Count the lines in the entries below that contain the string "pole", treating the match as case-sensitive. Reply with the number alone.

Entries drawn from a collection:
>> BEGIN
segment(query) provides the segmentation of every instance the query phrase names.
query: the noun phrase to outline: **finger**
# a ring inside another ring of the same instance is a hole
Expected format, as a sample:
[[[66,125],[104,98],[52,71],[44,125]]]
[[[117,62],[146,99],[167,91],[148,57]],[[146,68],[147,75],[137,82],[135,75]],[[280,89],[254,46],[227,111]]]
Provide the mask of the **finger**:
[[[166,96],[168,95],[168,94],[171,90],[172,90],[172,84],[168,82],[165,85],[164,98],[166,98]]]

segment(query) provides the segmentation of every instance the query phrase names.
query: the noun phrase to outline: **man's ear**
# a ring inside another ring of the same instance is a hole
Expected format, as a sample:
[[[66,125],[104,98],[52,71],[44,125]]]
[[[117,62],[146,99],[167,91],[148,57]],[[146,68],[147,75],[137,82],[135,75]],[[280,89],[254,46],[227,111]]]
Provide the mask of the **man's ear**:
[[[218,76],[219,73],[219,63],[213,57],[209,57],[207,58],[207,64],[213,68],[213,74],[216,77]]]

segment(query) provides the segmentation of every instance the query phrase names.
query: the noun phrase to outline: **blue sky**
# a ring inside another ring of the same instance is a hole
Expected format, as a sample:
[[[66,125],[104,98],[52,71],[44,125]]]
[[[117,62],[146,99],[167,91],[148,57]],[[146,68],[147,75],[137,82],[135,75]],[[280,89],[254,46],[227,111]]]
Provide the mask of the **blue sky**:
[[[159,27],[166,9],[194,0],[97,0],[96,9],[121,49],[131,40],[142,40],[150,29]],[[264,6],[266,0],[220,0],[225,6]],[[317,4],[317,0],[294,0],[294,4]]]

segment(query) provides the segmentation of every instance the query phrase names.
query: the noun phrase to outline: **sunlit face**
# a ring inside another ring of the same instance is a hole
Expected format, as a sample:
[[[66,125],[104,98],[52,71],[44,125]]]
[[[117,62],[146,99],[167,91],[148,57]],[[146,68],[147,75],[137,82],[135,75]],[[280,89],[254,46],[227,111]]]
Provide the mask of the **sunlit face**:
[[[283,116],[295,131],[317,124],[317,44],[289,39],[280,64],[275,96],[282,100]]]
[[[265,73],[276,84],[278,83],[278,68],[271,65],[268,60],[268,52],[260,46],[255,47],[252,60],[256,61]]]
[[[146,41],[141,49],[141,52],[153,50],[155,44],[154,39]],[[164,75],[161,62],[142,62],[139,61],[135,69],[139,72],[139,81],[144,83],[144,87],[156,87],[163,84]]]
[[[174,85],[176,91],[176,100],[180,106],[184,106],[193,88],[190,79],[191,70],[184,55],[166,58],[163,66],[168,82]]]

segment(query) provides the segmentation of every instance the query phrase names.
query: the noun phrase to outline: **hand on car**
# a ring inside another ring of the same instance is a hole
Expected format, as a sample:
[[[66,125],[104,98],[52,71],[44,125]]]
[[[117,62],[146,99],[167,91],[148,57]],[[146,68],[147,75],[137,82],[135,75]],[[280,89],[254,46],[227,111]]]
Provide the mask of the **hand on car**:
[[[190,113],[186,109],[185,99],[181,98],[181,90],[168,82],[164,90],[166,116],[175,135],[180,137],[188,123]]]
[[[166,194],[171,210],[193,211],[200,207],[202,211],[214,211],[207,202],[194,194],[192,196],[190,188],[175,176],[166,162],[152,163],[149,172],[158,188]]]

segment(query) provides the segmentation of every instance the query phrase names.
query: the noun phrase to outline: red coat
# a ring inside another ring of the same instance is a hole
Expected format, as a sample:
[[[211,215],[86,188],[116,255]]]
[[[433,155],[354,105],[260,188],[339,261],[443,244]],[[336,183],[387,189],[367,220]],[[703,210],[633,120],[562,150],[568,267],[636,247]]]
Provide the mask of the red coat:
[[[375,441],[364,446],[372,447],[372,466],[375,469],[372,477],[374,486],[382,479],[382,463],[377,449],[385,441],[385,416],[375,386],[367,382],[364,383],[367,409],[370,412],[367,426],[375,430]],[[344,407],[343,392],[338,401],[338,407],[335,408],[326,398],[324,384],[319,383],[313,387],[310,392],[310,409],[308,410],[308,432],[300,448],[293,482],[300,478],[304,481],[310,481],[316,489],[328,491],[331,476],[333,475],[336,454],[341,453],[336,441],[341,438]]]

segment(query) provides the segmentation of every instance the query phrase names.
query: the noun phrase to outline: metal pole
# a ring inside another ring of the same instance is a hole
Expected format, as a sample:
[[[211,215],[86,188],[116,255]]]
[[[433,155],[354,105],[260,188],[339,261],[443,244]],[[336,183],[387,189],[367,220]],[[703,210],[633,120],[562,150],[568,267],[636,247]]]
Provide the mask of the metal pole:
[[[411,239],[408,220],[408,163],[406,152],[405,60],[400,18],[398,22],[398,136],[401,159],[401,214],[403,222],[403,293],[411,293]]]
>> END
--- WRITTEN RESPONSE ---
2